Work request A ▸
Answer these questions using the 15th June entry:
(i) In what year did the poet Thomas Campbell die?
(ii) Near what town was the chapel dedicated to St. Vitus?
(iii) Who were the parents of Edward the Black Prince?
Work request B ▸
Repeat word for word the part of the 15th June entry starting with "Born: Edward, 'the" and going on through "Padua, confessor, 1697.".

Selected extract ▸
15th June

Born: Edward, 'the Black Prince,' 1330, Woodstock Thomas Randolph, poet, 1605, Badby, Northamptonshire, Anthony Francis de Fourcroy, eminent French chemist, 1755, Paris.

Died: Wat Tyler, plebeian insurgent, slain in Smithfield, 1381; Philip the Good, of Burgundy, 1467, Bruges; Rene Aubert de Vertot, French historian, 1735, Paris; James Short, maker of reflecting telescopes, 1768 Francis Pilatre de Rosier, killed by falling from a balloon, 1785, near Boulogne; Freteau de St. Just, guillotined, 1794, Paris; Thomas Campbell, poet, 1844, Boulogne.

Feast Day: Saints Vitus, or Guy, Crescentia, and Modestus, martyrs, 4th century; St. Vaughe, or Vorech, hermit in Cornwall, 585; St. Landelin, Abbot of Crespin, 686. St. Bernard of Menthon, confessor, 1008; Blessed Gregory Lewis Barbadigo, Cardinal Bishop of Padua, confessor, 1697.

ST. VITUS

This saint has an importance from a purely accidental cause. In the Romish hagiology, we only find that he was a Sicilian boy who was made a Christian by his nurse, and, subsequently flying from a pagan father's wrath into Italy, fell a martyr under the sweeping persecution by Diocletian. Somehow a chapel near Ulm was dedicated to him; and to this chapel came annually some women who laboured under a nervous or hysteric affection impelling them to violent motion. This ailment came to be called St. Vitus's Dance, and perhaps the term was gradually extended to other affections involving involuntary muscular motion, of which there seems to be a considerable number. In modern times, in English medical practice, the name of St. Vitus's Dance is confined to an ailment which chiefly befalls young persons during the five or six years preceding puberty, and manifests itself in an inability to command the movements of the limbs. As to its cause, whether nervous or intestinal, and equally as to the means of its cure, the greatest dubiety seems to prevail.

EDWARD THE BLACK PRINCE

EDWARD THE BLACK PRINCE

In the whole range of English history there is no name so completely wrapped up in the idea of English chivalry as that of Edward the Black Prince. Born on the 15th of June 1330, the son of Edward III and Philippa of Hainault, he was only in his sixteenth year when he accompanied his father in the expedition into France which was crowned by the battle of Crecy.

On that memorable day, Sunday, the 26th of August, the young prince, supported by the Earls of Warwick and Hereford, the gallant John Chandos, and Godfroi d'Harcourt, had the command of the vanguard, or first of the three divisions into which the English army was divided, which in fact bore the brunt of the battle.

Extracted records ▸
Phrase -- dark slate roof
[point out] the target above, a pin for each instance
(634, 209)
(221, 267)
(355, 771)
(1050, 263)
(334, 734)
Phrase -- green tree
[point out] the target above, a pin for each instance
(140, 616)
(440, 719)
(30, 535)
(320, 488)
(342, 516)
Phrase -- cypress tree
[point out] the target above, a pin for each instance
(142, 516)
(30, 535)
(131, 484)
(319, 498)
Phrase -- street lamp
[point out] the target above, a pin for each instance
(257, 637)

Worked solution A ▸
(i) 1844
(ii) Ulm
(iii) Edward III and Philippa of Hainault

Worked solution B ▸
Born: Edward, 'the Black Prince,' 1330, Woodstock Thomas Randolph, poet, 1605, Badby, Northamptonshire, Anthony Francis de Fourcroy, eminent French chemist, 1755, Paris.

Died: Wat Tyler, plebeian insurgent, slain in Smithfield, 1381; Philip the Good, of Burgundy, 1467, Bruges; Rene Aubert de Vertot, French historian, 1735, Paris; James Short, maker of reflecting telescopes, 1768 Francis Pilatre de Rosier, killed by falling from a balloon, 1785, near Boulogne; Freteau de St. Just, guillotined, 1794, Paris; Thomas Campbell, poet, 1844, Boulogne.

Feast Day: Saints Vitus, or Guy, Crescentia, and Modestus, martyrs, 4th century; St. Vaughe, or Vorech, hermit in Cornwall, 585; St. Landelin, Abbot of Crespin, 686. St. Bernard of Menthon, confessor, 1008; Blessed Gregory Lewis Barbadigo, Cardinal Bishop of Padua, confessor, 1697.